> [What the exercise asks]:
Answer these questions from the abstract on MAS agonists in the TAC model:
(a) Which strain, sex and age of mice underwent TAC surgery?
(b) What method was used to assess cognition?
(c) Which Mas agonist significantly decreased several measures of AD-like pathology?

Mechanisms of neuro- and cardioprotection of MAS agonists in the TAC model.

Abstract

Alzheimer's (AD) is a debilitating disease characterized by a loss of memory and executive function. A growing number of studies have shown a direct correlation between hypertension and increased risk of AD-like symptoms, including cognitive deficits, increased Aβ production and neuronal death. Furthermore, Renin-Angiotensin System (RAS) targeted anti-hypertensives reduce risk. This has prompted studies demonstrating that the protective arm of RAS, via activation of the MAS receptor, is reduced in AD patients, suggesting MAS agonists may protect against ROS production and exotoxicity while also increasing cognition and being cardioprotective. We hypothesize that MAS agonists can ameliorate AD-like pathology in mice using a model of heart failure - transverse aortic constriction (TAC). One week after TAC surgery, C57Bl/6J male mice (8-10wk) started treatment with saline or one of four Mas agonists. Four weeks after surgery, cardiac function was assessed by echocardiography followed by cognitive assessment (10 weeks) using novel object recognition. At 90days, brain, heart and blood were collected and analyzed for phenotypic and functional changes. TAC surgery induced marked morphological changes in cardiac tissue (cardiomyocyte area, fibrosis and apoptosis). The subsequent dysfunction manifested as decreases in standard cardiac measures of left ventricular function and by extension - cognition, which were rescued by MAS agonists. This treatment effect is partly due to a protection of the mitochondrial oxidative phosphorylation pathway rather than biogenesis. Specifically, marked ROS-induced mitochondrial dysfunction occurring within neurons and microglia were reduced with MAS agonist treatment. Further Seahorse analysis revealed a resistance to TAC-induced reductions in mitochondrial complex activity. This trend extended to the heart, improving outcomes for endothelial cells and cardiomyocytes. The Mas agonist RASRx1902 significantly decreased several measures of AD-like pathology in the TAC model with particular focus on cardioprotection and mitochondrial function, indicating that it may be beneficial in those with hypertension as a risk factor for AD development. Future work will focus on further characterizing RASRx1902 effects in affected cellular pathway changes, efficacy in a pilot study examining cerebral blood flow, blood brain barrier integrity, and effects on neuronal function.

> [Excerpted records]:
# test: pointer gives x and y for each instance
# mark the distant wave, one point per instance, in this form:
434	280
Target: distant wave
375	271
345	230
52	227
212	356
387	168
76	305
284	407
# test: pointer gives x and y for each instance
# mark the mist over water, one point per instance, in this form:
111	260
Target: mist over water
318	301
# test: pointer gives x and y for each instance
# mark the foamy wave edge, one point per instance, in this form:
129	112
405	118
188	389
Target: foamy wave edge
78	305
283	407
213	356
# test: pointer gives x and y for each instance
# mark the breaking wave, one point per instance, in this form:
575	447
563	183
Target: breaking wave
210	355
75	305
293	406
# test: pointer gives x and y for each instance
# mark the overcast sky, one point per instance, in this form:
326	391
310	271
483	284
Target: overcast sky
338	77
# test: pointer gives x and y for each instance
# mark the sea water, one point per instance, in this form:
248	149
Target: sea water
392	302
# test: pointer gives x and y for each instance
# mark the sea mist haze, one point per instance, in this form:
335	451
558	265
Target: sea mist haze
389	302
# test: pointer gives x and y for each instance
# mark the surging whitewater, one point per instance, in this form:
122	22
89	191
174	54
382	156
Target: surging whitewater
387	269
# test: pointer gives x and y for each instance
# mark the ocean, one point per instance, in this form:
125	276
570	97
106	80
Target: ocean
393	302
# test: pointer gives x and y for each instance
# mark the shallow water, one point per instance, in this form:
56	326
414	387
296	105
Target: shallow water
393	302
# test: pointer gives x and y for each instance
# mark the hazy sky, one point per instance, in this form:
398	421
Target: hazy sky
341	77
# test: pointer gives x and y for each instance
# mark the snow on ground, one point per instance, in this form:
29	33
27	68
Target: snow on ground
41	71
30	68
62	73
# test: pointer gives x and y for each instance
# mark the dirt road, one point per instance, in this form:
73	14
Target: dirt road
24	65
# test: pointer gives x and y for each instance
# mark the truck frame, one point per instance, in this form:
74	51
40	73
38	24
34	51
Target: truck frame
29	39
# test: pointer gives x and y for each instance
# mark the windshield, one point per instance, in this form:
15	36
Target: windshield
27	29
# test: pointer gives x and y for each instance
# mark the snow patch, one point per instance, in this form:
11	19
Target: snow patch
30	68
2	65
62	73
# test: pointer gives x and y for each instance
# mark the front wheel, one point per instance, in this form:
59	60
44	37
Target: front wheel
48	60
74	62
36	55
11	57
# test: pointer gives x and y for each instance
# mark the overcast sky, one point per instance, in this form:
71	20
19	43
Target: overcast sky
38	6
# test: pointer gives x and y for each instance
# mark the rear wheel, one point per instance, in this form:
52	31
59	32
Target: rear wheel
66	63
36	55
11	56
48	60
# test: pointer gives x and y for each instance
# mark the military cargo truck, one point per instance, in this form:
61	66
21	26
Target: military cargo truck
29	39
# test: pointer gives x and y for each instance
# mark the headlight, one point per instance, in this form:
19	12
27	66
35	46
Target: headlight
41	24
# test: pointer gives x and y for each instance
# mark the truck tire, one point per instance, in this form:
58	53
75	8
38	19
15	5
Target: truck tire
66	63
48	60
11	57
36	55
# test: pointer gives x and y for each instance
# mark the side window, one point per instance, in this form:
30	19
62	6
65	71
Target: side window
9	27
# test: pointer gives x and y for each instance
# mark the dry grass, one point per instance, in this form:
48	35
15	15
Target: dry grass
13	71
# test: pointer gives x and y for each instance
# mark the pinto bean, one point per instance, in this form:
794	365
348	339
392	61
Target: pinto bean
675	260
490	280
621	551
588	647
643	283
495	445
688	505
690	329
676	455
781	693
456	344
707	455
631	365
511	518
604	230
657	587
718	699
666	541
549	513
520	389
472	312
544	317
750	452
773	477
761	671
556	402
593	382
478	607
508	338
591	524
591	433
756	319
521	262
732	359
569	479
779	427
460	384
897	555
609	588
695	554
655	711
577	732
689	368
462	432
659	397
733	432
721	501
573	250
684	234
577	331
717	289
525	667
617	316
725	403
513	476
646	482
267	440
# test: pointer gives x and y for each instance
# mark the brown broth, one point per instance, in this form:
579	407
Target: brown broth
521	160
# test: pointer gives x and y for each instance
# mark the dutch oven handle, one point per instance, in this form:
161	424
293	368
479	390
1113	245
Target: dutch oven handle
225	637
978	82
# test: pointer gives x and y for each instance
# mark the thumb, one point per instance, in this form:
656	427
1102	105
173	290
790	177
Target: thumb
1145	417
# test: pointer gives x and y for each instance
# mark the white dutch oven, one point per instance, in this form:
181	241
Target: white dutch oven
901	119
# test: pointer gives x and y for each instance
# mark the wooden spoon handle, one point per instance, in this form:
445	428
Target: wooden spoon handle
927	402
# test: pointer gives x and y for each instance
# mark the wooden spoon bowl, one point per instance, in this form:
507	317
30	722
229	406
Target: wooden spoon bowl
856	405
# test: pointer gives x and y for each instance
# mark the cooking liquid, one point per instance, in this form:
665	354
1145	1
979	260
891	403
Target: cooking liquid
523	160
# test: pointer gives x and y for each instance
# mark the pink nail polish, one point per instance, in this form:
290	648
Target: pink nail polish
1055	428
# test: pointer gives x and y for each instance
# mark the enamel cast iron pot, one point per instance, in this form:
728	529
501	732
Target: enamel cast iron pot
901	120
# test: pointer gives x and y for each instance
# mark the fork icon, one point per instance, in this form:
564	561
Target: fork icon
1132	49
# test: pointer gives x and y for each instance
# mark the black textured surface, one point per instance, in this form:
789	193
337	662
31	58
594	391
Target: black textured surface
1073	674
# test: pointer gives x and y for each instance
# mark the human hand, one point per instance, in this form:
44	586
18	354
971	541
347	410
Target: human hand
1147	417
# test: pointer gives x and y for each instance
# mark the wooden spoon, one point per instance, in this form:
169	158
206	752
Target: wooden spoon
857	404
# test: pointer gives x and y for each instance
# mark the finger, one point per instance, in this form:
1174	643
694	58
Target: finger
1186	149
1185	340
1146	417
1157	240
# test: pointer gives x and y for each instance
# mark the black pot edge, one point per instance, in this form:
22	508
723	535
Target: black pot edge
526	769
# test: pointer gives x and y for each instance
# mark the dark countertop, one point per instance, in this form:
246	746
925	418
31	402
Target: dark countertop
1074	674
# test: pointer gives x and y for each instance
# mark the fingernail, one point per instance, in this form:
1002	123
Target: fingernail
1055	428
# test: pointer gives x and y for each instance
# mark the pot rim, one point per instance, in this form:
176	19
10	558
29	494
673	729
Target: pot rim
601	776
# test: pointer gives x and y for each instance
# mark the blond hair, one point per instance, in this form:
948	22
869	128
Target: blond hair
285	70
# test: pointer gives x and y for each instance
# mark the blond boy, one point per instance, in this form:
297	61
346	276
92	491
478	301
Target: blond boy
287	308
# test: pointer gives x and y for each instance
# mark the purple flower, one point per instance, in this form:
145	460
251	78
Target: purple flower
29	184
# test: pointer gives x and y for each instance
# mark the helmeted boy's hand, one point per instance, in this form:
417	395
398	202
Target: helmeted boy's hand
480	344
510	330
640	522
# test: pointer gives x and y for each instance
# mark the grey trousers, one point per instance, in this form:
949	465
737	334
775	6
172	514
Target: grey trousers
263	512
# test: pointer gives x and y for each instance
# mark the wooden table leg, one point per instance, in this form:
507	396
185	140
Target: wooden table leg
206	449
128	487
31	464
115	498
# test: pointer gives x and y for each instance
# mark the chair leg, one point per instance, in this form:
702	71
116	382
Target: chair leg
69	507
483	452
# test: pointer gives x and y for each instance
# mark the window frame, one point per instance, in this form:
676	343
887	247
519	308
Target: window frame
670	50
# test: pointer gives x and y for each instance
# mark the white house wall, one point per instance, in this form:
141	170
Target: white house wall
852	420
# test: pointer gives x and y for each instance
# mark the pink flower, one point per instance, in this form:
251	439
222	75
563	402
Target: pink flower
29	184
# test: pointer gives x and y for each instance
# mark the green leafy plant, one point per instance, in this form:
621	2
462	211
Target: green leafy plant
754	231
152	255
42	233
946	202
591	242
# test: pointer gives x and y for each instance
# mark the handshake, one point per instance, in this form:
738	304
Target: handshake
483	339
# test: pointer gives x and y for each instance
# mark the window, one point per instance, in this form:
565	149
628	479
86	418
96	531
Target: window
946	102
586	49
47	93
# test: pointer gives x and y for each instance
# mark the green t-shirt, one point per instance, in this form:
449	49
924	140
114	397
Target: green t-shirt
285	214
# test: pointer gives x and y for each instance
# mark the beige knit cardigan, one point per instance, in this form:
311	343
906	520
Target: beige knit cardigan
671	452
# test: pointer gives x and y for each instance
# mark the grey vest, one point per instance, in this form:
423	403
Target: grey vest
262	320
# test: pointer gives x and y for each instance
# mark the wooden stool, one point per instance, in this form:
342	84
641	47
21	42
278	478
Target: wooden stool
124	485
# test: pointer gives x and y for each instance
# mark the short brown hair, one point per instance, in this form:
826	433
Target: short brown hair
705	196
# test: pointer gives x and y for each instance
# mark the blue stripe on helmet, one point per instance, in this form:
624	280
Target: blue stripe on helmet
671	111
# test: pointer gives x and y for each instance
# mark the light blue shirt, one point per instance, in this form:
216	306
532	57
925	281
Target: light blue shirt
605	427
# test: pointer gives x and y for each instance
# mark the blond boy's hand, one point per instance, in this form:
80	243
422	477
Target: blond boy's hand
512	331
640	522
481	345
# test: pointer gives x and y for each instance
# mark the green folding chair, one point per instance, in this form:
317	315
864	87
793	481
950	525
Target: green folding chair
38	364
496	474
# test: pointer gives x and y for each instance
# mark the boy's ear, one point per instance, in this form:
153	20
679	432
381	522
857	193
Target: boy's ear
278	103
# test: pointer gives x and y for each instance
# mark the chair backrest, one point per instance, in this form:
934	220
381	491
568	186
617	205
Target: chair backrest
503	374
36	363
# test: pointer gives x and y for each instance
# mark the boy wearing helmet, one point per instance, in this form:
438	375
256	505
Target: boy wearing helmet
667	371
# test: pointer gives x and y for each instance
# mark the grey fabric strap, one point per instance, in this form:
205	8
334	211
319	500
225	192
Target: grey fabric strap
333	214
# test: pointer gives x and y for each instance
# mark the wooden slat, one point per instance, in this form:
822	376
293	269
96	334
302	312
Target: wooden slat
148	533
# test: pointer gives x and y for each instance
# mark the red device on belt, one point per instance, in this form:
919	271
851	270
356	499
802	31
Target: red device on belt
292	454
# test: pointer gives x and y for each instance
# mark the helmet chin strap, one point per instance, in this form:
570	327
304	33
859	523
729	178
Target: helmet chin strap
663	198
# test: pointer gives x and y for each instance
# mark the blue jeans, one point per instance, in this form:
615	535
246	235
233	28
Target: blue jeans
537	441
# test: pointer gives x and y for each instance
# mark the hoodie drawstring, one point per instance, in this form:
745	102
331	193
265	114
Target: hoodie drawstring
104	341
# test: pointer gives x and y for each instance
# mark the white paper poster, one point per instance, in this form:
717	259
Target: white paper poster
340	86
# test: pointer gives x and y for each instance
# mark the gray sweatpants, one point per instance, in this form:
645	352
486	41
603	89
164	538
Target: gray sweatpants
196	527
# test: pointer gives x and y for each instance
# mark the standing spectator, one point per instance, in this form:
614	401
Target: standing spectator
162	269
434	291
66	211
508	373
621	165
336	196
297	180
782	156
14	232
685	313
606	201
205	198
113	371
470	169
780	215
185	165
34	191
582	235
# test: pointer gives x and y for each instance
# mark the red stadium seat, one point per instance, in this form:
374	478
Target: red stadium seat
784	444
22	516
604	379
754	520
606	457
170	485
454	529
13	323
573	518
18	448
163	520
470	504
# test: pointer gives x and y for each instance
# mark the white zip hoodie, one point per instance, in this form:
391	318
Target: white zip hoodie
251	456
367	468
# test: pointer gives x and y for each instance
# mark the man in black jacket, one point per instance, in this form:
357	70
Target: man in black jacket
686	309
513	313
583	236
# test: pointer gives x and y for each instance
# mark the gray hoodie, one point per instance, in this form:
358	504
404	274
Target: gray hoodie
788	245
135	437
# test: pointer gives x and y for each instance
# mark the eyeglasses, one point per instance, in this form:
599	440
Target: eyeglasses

> [Task response]:
(a) C57Bl/6J male mice aged 8-10 weeks
(b) Novel object recognition
(c) RASRx1902